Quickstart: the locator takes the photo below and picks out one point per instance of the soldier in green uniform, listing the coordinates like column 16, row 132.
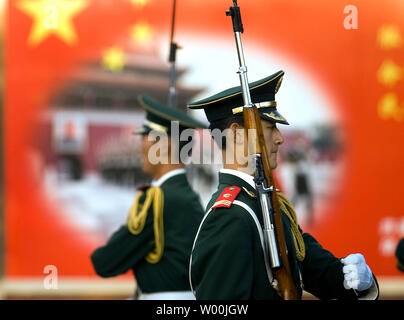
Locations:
column 156, row 241
column 227, row 260
column 399, row 253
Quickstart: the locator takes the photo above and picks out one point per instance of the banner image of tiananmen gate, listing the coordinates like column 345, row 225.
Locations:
column 73, row 70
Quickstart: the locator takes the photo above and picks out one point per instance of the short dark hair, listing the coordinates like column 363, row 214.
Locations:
column 223, row 124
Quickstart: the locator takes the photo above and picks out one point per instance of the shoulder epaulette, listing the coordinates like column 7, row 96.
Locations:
column 227, row 197
column 144, row 187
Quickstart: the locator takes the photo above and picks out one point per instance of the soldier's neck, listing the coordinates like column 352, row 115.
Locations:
column 233, row 165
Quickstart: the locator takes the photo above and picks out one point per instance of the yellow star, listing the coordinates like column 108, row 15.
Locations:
column 389, row 108
column 389, row 37
column 389, row 73
column 140, row 3
column 52, row 17
column 113, row 59
column 141, row 33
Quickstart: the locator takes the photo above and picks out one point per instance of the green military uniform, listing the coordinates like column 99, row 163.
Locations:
column 227, row 260
column 156, row 241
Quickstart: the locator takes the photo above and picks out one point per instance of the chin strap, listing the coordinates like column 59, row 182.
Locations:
column 287, row 208
column 137, row 219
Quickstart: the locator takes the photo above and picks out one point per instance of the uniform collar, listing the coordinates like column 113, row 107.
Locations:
column 168, row 175
column 238, row 178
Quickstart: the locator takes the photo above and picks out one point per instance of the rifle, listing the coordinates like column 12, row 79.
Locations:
column 275, row 251
column 172, row 95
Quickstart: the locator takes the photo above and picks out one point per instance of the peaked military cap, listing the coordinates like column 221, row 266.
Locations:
column 230, row 102
column 159, row 117
column 400, row 255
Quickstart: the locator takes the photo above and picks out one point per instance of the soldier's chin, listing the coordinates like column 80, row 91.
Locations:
column 273, row 162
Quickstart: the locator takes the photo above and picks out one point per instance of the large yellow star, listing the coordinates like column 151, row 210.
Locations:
column 113, row 59
column 52, row 17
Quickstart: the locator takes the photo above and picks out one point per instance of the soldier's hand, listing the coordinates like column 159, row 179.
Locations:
column 357, row 274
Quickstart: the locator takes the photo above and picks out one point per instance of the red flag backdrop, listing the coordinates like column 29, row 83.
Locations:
column 359, row 67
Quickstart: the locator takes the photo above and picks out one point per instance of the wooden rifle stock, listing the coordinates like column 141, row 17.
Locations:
column 286, row 285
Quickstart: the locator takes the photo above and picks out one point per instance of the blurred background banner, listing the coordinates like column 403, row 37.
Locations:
column 73, row 70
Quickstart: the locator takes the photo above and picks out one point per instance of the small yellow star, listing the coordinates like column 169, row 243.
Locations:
column 140, row 3
column 141, row 33
column 113, row 59
column 389, row 108
column 389, row 73
column 389, row 37
column 52, row 17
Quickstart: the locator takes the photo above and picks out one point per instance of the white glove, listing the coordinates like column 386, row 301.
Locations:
column 357, row 274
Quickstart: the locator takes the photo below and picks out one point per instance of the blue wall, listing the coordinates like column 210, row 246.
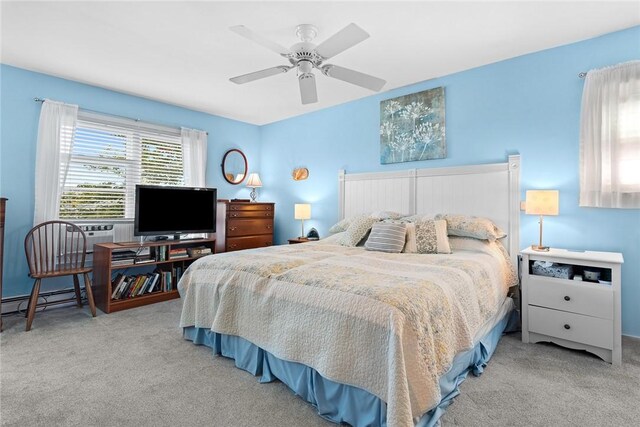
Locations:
column 19, row 127
column 528, row 105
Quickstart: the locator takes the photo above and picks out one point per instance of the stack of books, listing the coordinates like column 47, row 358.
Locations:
column 178, row 253
column 123, row 257
column 132, row 286
column 159, row 253
column 199, row 251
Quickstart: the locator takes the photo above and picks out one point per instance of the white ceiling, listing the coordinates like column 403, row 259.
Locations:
column 183, row 53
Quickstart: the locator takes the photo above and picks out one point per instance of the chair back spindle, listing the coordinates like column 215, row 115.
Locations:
column 55, row 247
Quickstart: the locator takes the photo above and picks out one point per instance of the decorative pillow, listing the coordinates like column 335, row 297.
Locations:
column 410, row 246
column 430, row 237
column 386, row 237
column 340, row 225
column 471, row 226
column 358, row 228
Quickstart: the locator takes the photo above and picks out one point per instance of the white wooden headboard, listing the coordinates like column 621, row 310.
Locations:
column 489, row 190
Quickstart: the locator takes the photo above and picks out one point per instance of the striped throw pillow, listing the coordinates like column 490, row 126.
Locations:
column 386, row 237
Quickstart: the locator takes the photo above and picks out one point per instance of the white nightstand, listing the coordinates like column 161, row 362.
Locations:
column 576, row 314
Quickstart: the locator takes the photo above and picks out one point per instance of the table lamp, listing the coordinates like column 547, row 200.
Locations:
column 302, row 211
column 254, row 182
column 542, row 202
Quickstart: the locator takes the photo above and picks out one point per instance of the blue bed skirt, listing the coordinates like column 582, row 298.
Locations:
column 341, row 403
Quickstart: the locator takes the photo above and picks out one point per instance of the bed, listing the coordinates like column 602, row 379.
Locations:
column 369, row 338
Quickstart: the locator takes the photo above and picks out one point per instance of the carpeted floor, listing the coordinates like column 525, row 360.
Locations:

════

Exercise brief: Rewrite the part that opens with the line containing "12, row 79." and closes with the line containing "column 286, row 285", substituting "Points" for every "Locations" and leaving everything else as it is.

Solution to the exercise:
Quickstart: the locator takes the photo above and picks out one point per instance of the rifle, listing the coordinates like column 12, row 79.
Points:
column 275, row 251
column 172, row 95
Quickstart: the locator takes the photo above and picks out one point per instance of the peaked military cap, listing the coordinates like column 221, row 266.
Points:
column 230, row 102
column 159, row 117
column 400, row 255
Quickstart: the locator takes the photo above and picks out one point per instance of the soldier's chin, listing the coordinates like column 80, row 91.
Points:
column 273, row 162
Quickstart: the locator takes the photo above and picks out one point per instance of the large yellow star, listing the coordinates like column 151, row 210.
Points:
column 113, row 59
column 52, row 17
Quickstart: the locator takes the photo above and picks out one point per instance of the soldier's hand, listing the coordinates like column 159, row 179.
Points:
column 357, row 274
Quickstart: the locator takes the photo above and picks out one point per instance of the red flag backdrop, listing the coordinates like column 29, row 83.
Points:
column 359, row 67
Quickstart: the locator takes the photo above and picks out one point per instance of the wooden rifle stock, listing the coordinates like column 141, row 17.
Points:
column 286, row 285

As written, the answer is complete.